◆ VORLIEGENDE EINTRÄGE:
-- -- --
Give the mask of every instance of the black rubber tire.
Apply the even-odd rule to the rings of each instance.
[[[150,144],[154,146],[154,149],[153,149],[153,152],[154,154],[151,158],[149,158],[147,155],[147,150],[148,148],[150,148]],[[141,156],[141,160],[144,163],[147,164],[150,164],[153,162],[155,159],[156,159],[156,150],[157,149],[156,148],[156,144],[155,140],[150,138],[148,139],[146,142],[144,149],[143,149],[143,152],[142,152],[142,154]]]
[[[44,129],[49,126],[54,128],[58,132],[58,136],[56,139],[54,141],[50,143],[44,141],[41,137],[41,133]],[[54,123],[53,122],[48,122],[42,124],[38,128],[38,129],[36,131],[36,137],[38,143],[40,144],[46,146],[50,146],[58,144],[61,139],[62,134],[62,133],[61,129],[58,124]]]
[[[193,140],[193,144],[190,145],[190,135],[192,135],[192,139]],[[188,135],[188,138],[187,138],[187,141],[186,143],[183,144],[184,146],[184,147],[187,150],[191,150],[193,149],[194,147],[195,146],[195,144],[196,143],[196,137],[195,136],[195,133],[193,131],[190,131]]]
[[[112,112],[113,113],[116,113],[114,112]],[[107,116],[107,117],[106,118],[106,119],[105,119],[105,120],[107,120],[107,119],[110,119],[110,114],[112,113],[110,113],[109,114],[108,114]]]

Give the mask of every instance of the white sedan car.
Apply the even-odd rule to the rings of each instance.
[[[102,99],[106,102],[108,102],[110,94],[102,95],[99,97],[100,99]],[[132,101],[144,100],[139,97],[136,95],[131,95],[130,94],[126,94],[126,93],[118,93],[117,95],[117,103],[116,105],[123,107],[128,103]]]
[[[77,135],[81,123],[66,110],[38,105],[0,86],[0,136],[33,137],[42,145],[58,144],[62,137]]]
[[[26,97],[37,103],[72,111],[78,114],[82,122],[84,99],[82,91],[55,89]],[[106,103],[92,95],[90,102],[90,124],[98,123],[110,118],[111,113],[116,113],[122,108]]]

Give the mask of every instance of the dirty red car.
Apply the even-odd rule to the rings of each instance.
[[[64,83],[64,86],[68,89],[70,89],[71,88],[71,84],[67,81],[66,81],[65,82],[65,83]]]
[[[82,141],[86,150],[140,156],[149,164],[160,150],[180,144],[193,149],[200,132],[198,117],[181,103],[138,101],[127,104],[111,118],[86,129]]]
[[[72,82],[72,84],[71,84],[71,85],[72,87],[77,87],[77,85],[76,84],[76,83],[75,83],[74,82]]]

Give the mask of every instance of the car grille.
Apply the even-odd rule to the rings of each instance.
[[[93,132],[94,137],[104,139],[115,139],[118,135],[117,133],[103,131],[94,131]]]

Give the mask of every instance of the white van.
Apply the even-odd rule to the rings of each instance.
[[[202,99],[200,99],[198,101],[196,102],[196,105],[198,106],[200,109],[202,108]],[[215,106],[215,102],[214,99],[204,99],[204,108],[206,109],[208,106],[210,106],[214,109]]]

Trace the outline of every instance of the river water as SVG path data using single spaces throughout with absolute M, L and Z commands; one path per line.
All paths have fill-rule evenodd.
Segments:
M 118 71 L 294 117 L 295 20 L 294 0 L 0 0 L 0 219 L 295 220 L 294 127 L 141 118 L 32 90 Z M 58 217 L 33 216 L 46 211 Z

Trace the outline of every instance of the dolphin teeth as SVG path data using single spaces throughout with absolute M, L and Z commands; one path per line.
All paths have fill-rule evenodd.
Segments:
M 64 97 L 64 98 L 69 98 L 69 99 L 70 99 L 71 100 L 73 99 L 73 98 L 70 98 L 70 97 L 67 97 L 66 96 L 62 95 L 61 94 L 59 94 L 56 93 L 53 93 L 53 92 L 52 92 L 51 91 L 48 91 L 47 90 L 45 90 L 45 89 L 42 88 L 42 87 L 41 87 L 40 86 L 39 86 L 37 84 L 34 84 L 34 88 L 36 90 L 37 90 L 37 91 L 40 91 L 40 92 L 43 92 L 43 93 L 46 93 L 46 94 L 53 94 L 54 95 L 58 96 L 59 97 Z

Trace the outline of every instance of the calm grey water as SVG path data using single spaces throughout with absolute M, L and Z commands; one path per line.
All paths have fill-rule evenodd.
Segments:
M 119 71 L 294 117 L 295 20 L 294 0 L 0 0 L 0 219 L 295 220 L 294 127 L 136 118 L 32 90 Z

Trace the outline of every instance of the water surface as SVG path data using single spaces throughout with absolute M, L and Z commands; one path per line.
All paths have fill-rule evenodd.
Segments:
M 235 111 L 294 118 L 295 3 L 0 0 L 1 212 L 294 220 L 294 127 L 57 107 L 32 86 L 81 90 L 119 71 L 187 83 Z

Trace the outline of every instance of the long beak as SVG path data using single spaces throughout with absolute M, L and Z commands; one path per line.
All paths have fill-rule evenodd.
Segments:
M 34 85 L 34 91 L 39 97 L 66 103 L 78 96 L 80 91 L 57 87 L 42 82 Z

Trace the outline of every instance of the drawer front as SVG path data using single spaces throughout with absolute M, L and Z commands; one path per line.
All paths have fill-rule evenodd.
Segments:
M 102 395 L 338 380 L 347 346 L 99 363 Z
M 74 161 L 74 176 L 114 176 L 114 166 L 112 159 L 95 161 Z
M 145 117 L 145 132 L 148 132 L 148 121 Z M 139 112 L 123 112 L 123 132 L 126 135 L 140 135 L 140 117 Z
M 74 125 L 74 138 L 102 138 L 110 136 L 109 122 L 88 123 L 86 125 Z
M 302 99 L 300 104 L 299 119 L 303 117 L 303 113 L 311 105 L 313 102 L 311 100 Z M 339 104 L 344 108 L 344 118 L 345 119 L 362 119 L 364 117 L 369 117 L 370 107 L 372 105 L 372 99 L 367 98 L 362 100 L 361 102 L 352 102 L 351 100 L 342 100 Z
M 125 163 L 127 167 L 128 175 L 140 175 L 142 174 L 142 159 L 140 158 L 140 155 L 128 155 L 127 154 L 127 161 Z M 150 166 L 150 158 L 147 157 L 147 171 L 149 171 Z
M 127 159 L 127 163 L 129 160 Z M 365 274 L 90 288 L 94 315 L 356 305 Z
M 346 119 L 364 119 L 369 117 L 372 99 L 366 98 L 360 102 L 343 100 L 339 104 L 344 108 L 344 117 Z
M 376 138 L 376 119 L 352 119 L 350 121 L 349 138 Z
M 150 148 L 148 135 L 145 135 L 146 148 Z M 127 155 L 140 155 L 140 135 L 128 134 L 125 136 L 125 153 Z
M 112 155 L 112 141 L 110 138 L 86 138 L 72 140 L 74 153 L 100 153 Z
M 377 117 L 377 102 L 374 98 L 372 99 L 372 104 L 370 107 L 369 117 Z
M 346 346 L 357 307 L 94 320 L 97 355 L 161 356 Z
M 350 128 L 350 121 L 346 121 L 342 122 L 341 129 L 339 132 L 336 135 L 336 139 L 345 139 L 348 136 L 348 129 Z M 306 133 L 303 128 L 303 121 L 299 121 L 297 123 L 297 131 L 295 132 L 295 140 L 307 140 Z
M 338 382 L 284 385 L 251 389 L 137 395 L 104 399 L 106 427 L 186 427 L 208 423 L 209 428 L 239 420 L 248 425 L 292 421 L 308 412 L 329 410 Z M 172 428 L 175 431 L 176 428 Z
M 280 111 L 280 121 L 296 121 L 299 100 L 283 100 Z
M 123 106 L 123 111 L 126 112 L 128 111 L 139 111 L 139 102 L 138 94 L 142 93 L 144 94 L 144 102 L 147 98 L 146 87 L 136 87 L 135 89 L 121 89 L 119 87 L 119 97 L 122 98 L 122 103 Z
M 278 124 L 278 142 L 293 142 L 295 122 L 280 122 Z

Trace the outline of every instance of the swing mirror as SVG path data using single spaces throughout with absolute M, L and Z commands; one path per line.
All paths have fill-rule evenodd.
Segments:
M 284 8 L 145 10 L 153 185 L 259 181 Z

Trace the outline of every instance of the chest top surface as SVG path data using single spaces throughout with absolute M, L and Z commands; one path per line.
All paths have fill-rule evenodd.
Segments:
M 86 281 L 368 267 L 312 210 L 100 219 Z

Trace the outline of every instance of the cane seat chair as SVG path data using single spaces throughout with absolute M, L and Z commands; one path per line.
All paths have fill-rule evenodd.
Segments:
-- -- --
◆ AUFGABENBESCHREIBUNG: Schreibe den Abschnitt oben unverändert ab, der mit der Zeile beginnt, die „Give the mask of every instance of the car“ enthält, und mit der Zeile endet, die „M 118 71 L 294“ enthält. Beide Grenzzeilen gehören dazu.

◆ AUSGABE:
Give the mask of every instance of the car grille.
Apply the even-odd rule to the rings of each instance.
[[[93,132],[94,137],[104,139],[115,139],[118,135],[117,133],[103,131],[94,131]]]

Give the mask of every instance of the white van.
Apply the even-odd rule to the rings of each instance.
[[[202,99],[200,99],[198,101],[196,102],[196,105],[198,106],[200,109],[202,108]],[[215,106],[215,102],[214,99],[204,99],[204,108],[206,109],[208,106],[210,106],[214,109]]]

Trace the outline of every instance of the river water as SVG path data using single spaces throughout with absolute M, L and Z commands; one path per line.
All paths have fill-rule evenodd.
Segments:
M 118 71 L 294 117 L 295 20 L 294 0 L 0 0 L 0 219 L 295 220 L 294 127 L 141 118 L 32 90 Z M 58 217 L 33 216 L 46 211 Z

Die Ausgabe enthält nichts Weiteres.